• Exercise brief: Pick out every line below that contains the word "eroded", and copy each one. Case counts.

Lines from a data source
----------

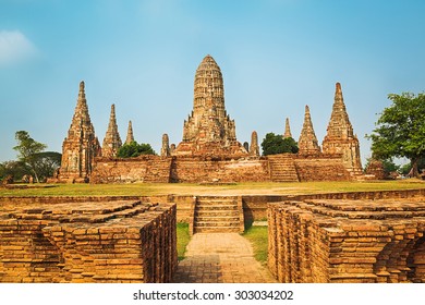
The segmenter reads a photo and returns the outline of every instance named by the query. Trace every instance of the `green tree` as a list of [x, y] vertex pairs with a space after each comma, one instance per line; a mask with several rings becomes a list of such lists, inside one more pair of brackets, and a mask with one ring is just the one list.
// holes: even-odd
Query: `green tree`
[[390, 94], [392, 105], [384, 109], [371, 135], [373, 157], [405, 157], [411, 161], [411, 175], [417, 176], [417, 163], [425, 155], [425, 94]]
[[31, 169], [37, 182], [37, 155], [46, 149], [47, 145], [36, 142], [28, 132], [19, 131], [15, 133], [17, 145], [13, 147], [17, 151], [17, 159]]
[[292, 137], [283, 138], [281, 135], [276, 135], [274, 133], [266, 134], [266, 137], [262, 142], [262, 148], [264, 156], [299, 152], [298, 144]]
[[0, 180], [3, 180], [8, 175], [12, 175], [13, 181], [21, 180], [29, 172], [29, 168], [20, 161], [4, 161], [0, 163]]
[[124, 144], [118, 149], [117, 157], [119, 158], [134, 158], [141, 155], [156, 155], [150, 144], [138, 144], [133, 141], [130, 144]]

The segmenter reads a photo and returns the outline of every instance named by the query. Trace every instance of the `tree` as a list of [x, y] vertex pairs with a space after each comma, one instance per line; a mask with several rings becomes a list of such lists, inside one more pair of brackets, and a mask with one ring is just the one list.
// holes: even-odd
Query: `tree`
[[32, 138], [28, 132], [19, 131], [15, 133], [17, 145], [13, 147], [17, 151], [17, 158], [21, 162], [27, 166], [39, 182], [37, 173], [37, 155], [47, 148], [47, 145], [36, 142]]
[[292, 137], [283, 138], [281, 135], [276, 135], [274, 133], [266, 134], [266, 137], [262, 142], [262, 148], [264, 156], [299, 152], [298, 144]]
[[392, 105], [384, 109], [371, 135], [373, 157], [405, 157], [411, 161], [411, 175], [417, 176], [417, 162], [425, 155], [425, 94], [390, 94]]
[[156, 155], [150, 144], [138, 144], [133, 141], [130, 144], [124, 144], [118, 149], [117, 157], [119, 158], [133, 158], [141, 155]]
[[12, 175], [13, 181], [21, 180], [29, 172], [29, 168], [21, 161], [4, 161], [0, 163], [0, 180], [3, 180], [8, 175]]

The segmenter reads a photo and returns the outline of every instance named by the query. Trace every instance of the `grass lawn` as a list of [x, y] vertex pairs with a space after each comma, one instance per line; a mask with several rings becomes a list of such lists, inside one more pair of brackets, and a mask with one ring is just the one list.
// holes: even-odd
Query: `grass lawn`
[[0, 187], [0, 196], [296, 195], [408, 188], [425, 188], [425, 181], [406, 179], [377, 182], [257, 182], [229, 185], [189, 183], [34, 184], [23, 190]]
[[251, 227], [243, 233], [253, 245], [254, 257], [263, 265], [267, 264], [268, 233], [267, 227]]
[[189, 235], [189, 223], [178, 222], [177, 224], [177, 240], [178, 240], [178, 258], [182, 260], [184, 258], [184, 253], [186, 252], [186, 245], [191, 240]]

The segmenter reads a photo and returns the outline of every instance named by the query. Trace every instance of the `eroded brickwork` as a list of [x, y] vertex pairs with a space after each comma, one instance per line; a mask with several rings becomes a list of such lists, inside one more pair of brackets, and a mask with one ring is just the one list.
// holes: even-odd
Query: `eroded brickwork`
[[336, 84], [332, 113], [321, 146], [324, 154], [342, 155], [342, 162], [353, 175], [362, 174], [359, 139], [347, 113], [340, 83]]
[[101, 148], [88, 114], [84, 82], [81, 82], [74, 117], [62, 144], [60, 179], [88, 180], [97, 156], [101, 156]]
[[317, 137], [313, 129], [308, 106], [305, 106], [304, 123], [299, 139], [299, 155], [320, 154], [320, 146], [318, 145]]
[[175, 205], [88, 202], [0, 210], [0, 282], [169, 282]]
[[247, 155], [236, 141], [234, 120], [224, 108], [221, 70], [206, 56], [195, 74], [193, 111], [183, 124], [183, 142], [173, 155]]
[[250, 155], [257, 157], [259, 156], [258, 135], [256, 131], [253, 131], [253, 133], [251, 134]]
[[269, 204], [280, 282], [425, 282], [425, 197]]
[[291, 126], [290, 126], [290, 124], [289, 124], [289, 118], [287, 118], [287, 120], [284, 121], [284, 134], [283, 134], [283, 138], [287, 138], [287, 137], [292, 137]]
[[133, 124], [132, 124], [132, 121], [129, 121], [129, 127], [126, 130], [125, 144], [130, 144], [132, 142], [134, 142]]
[[122, 146], [120, 133], [118, 132], [116, 106], [111, 106], [111, 115], [109, 118], [108, 130], [106, 132], [104, 143], [101, 146], [101, 156], [114, 158], [118, 149]]

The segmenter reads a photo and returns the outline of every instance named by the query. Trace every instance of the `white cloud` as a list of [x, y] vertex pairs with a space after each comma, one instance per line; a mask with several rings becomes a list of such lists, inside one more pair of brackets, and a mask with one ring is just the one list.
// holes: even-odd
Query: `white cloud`
[[36, 53], [36, 47], [20, 30], [0, 30], [0, 66], [27, 60]]

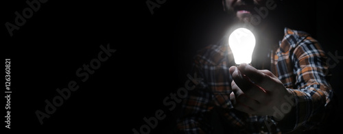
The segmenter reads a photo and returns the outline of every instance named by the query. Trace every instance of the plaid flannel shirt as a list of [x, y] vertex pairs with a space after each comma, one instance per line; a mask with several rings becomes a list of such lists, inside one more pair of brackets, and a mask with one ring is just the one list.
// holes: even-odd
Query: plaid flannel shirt
[[218, 125], [230, 133], [281, 133], [311, 130], [324, 123], [333, 92], [325, 53], [309, 34], [285, 28], [279, 47], [269, 55], [270, 70], [294, 96], [292, 111], [281, 121], [233, 108], [228, 71], [235, 65], [233, 57], [227, 43], [208, 46], [195, 57], [192, 72], [201, 81], [182, 101], [178, 133], [213, 133]]

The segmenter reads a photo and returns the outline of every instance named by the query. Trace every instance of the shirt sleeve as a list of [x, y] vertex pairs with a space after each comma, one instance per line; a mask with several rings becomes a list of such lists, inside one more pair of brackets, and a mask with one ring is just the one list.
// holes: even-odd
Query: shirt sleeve
[[294, 95], [295, 105], [292, 116], [279, 122], [287, 131], [311, 130], [325, 123], [333, 96], [324, 52], [311, 37], [300, 39], [289, 51], [295, 85], [287, 90]]
[[[213, 96], [204, 81], [202, 61], [199, 55], [195, 58], [191, 79], [196, 77], [196, 82], [193, 82], [196, 88], [182, 100], [182, 115], [176, 125], [177, 133], [211, 133], [211, 127], [207, 120], [214, 106]], [[189, 80], [194, 81], [194, 79]]]

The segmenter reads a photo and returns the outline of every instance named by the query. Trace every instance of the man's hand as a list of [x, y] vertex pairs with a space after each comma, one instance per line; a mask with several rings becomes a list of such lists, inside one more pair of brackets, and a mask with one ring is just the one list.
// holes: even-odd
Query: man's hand
[[289, 104], [285, 96], [293, 96], [270, 71], [241, 64], [238, 68], [230, 67], [230, 73], [233, 79], [230, 99], [236, 109], [258, 116], [274, 116], [278, 120], [283, 118], [273, 115], [275, 109]]

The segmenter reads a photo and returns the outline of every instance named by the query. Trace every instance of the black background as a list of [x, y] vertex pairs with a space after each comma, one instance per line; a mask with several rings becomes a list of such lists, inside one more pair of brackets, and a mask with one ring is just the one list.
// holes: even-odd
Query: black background
[[[3, 51], [11, 59], [10, 131], [133, 133], [146, 124], [143, 118], [161, 109], [166, 118], [150, 133], [171, 132], [177, 109], [169, 111], [163, 99], [184, 86], [196, 51], [219, 40], [228, 20], [219, 0], [167, 0], [153, 14], [145, 1], [50, 0], [13, 36], [3, 25]], [[306, 31], [327, 53], [343, 55], [338, 3], [277, 2], [275, 12], [283, 10], [276, 25]], [[27, 7], [25, 1], [3, 1], [2, 24], [14, 24], [14, 12]], [[108, 44], [117, 51], [82, 82], [78, 68]], [[331, 82], [340, 96], [343, 60], [338, 60], [331, 62], [336, 64]], [[44, 111], [45, 100], [71, 81], [78, 90], [40, 125], [35, 111]], [[332, 124], [342, 118], [335, 115]]]

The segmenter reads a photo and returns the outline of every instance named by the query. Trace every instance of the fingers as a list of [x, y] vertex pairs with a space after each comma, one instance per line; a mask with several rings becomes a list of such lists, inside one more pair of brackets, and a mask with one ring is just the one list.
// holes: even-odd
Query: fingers
[[[240, 74], [244, 74], [252, 81], [253, 81], [255, 85], [259, 85], [265, 90], [272, 91], [274, 87], [275, 86], [275, 79], [274, 79], [277, 78], [272, 72], [267, 70], [259, 70], [247, 64], [240, 64], [239, 68], [237, 70], [238, 70], [238, 72], [239, 72]], [[235, 79], [238, 79], [237, 81], [240, 79], [240, 77], [234, 76], [234, 74], [232, 75], [234, 79], [235, 77]], [[241, 83], [238, 83], [238, 81], [236, 81], [236, 83], [239, 86], [241, 86]]]
[[[266, 95], [264, 89], [252, 83], [248, 77], [242, 75], [237, 68], [237, 67], [233, 66], [229, 69], [233, 76], [234, 83], [237, 84], [239, 87], [239, 89], [249, 97], [254, 98], [254, 99], [258, 101], [263, 100], [263, 97]], [[232, 85], [232, 88], [234, 88], [233, 85]]]

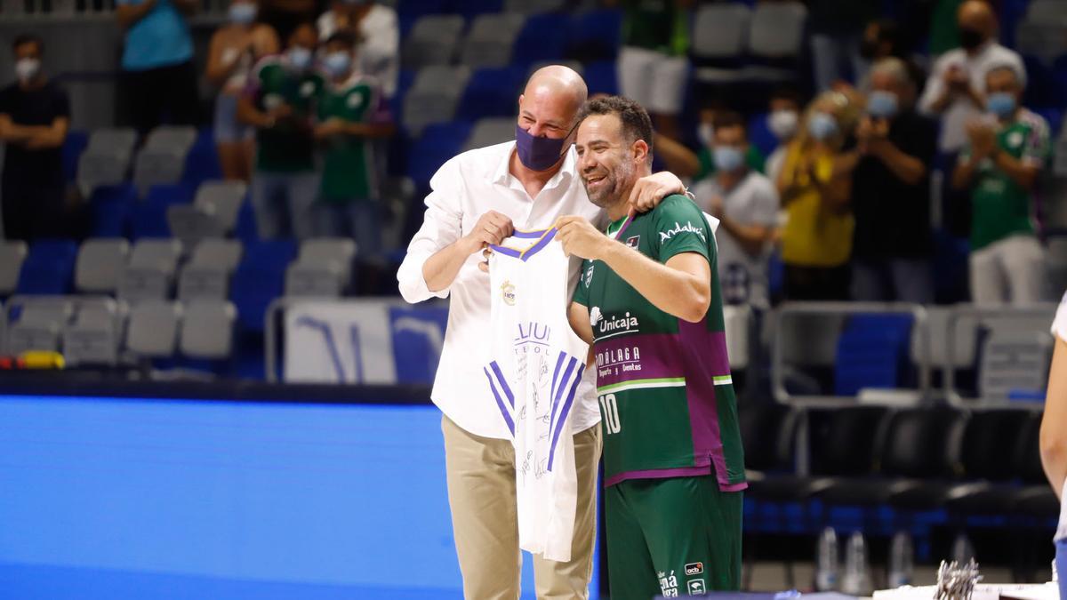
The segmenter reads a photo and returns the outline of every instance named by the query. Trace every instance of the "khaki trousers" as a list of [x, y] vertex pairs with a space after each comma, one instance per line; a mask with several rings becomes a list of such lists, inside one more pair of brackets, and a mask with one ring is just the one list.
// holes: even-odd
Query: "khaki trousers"
[[[509, 440], [468, 433], [447, 416], [442, 417], [441, 428], [445, 435], [448, 503], [463, 573], [463, 596], [467, 600], [516, 600], [522, 552], [514, 447]], [[600, 455], [600, 425], [575, 433], [578, 502], [571, 560], [557, 563], [534, 557], [535, 587], [541, 600], [589, 598]]]

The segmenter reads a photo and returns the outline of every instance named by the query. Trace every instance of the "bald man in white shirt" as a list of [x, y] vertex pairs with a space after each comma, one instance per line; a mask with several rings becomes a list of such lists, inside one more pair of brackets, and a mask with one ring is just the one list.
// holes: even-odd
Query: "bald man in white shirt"
[[[522, 554], [510, 433], [490, 391], [477, 382], [489, 350], [491, 291], [482, 250], [517, 228], [544, 230], [558, 217], [602, 223], [577, 173], [572, 147], [585, 81], [564, 66], [535, 73], [519, 96], [515, 141], [465, 152], [430, 179], [421, 228], [408, 247], [397, 279], [409, 302], [450, 297], [444, 349], [431, 398], [444, 412], [442, 429], [448, 500], [463, 591], [471, 599], [515, 599]], [[646, 177], [631, 202], [647, 210], [685, 188], [670, 173]], [[572, 257], [569, 295], [582, 260]], [[566, 304], [560, 305], [566, 311]], [[596, 530], [600, 410], [587, 369], [573, 420], [577, 510], [569, 562], [534, 558], [538, 598], [588, 598]]]

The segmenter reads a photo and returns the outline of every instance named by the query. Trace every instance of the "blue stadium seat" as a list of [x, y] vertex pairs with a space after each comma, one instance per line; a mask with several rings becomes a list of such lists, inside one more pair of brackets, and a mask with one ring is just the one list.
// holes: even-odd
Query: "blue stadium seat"
[[778, 138], [767, 127], [767, 113], [757, 113], [749, 119], [748, 142], [760, 148], [763, 156], [769, 156], [778, 147]]
[[126, 237], [130, 212], [138, 203], [133, 184], [100, 186], [93, 190], [90, 206], [93, 211], [91, 237]]
[[1051, 66], [1032, 54], [1023, 54], [1022, 62], [1026, 66], [1026, 91], [1022, 98], [1023, 106], [1030, 109], [1042, 109], [1067, 105], [1064, 82], [1056, 77]]
[[568, 17], [560, 13], [534, 15], [515, 40], [511, 62], [530, 65], [542, 61], [562, 60], [567, 48]]
[[74, 181], [78, 175], [78, 158], [89, 145], [89, 133], [84, 131], [67, 131], [63, 140], [63, 176], [67, 183]]
[[62, 295], [70, 290], [78, 244], [69, 239], [41, 239], [30, 246], [16, 294]]
[[589, 94], [618, 94], [619, 73], [615, 61], [596, 61], [586, 65], [586, 85]]
[[182, 181], [198, 186], [208, 179], [221, 179], [222, 167], [214, 145], [214, 132], [210, 127], [197, 131], [196, 141], [186, 156]]
[[614, 60], [619, 53], [622, 13], [589, 11], [571, 17], [567, 27], [567, 58], [582, 62]]
[[471, 76], [456, 119], [477, 121], [485, 116], [514, 116], [524, 70], [516, 66], [479, 68]]
[[234, 226], [234, 237], [244, 246], [259, 242], [259, 231], [256, 228], [256, 209], [252, 201], [245, 200], [237, 211], [237, 225]]
[[134, 205], [130, 219], [130, 237], [171, 237], [166, 209], [175, 204], [193, 201], [195, 188], [190, 184], [153, 186], [143, 202]]
[[237, 322], [244, 331], [261, 332], [267, 306], [285, 289], [285, 269], [297, 255], [291, 239], [246, 246], [234, 272], [229, 300], [237, 306]]
[[413, 144], [408, 157], [408, 176], [419, 188], [430, 183], [430, 177], [446, 160], [459, 154], [471, 135], [471, 123], [453, 121], [435, 123], [426, 128], [423, 137]]
[[855, 396], [863, 388], [904, 383], [911, 342], [911, 315], [856, 315], [838, 340], [834, 393]]

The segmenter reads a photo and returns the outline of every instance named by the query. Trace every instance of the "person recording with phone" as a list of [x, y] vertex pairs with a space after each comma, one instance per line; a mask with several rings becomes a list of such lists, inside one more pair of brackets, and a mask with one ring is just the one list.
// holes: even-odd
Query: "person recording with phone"
[[913, 85], [901, 59], [874, 64], [856, 147], [838, 163], [853, 179], [856, 300], [934, 301], [928, 165], [937, 125], [910, 106]]

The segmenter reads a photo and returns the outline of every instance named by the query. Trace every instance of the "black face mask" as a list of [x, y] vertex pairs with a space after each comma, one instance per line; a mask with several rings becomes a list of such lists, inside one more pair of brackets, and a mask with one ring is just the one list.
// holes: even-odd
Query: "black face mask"
[[973, 50], [981, 46], [985, 41], [986, 36], [976, 29], [959, 30], [959, 45], [962, 46], [965, 50]]
[[863, 40], [860, 42], [860, 57], [870, 61], [878, 51], [878, 42], [875, 40]]

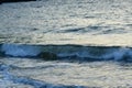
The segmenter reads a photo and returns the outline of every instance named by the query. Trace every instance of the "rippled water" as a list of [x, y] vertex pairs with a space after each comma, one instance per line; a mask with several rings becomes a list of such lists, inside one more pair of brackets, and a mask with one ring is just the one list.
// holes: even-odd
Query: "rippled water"
[[131, 0], [42, 0], [0, 6], [0, 42], [132, 44]]
[[0, 88], [131, 88], [131, 3], [0, 4]]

----------

• Task result:
The segmenter reads a photo and returns the outline of every instance named by the query. Trace every instance of the `eroded brickwork` as a list of [x, y] vertex pairs with a space after each comma, one instance per line; a mask with several rings becomes a list of such lists, inside one more pair of brackets, and a mask with one ring is just the one list.
Query: `eroded brickwork`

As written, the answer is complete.